## Task instructions
Write out, exactly as they appear, only the lines running from the line with "Annotation task: tag one point per instance of the white" to the final line of the listing; include both.
[Begin Items]
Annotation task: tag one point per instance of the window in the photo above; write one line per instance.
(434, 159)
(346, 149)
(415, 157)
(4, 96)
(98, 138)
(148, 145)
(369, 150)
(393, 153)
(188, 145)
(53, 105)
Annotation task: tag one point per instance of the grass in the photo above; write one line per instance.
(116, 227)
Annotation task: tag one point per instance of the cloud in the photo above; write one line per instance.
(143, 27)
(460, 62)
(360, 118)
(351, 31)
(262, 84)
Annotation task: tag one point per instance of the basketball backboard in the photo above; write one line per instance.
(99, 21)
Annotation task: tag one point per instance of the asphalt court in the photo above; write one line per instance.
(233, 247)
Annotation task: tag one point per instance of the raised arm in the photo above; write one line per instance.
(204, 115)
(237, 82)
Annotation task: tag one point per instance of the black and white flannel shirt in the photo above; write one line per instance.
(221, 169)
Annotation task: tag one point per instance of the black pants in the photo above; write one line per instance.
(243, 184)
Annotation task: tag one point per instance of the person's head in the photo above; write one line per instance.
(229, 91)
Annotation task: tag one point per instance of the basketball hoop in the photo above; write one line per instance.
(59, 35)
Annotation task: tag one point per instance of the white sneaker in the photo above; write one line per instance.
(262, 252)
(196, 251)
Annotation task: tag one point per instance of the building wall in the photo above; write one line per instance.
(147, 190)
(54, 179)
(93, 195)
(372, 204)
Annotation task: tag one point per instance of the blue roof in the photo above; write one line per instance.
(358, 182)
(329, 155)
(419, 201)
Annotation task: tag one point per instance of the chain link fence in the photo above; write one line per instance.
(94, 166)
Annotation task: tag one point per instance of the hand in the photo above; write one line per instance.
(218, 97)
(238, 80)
[End Items]
## Task output
Annotation task: tag one point per instance of the white sneaker in the photo above; write one line per instance.
(262, 252)
(196, 251)
Annotation task: tag one point per instance of the building wall in the photo above; write one line per instance.
(147, 190)
(54, 179)
(93, 195)
(372, 204)
Annotation task: tag one point per instance of the blue roof in the photo above; write one line per instance.
(358, 182)
(329, 155)
(419, 201)
Annotation task: tag one point per instance of the chain link fence in the photo above; write one line per instance.
(94, 166)
Annotation task: tag one point per instance of the hand in the photo above; write one line per instance.
(218, 97)
(238, 80)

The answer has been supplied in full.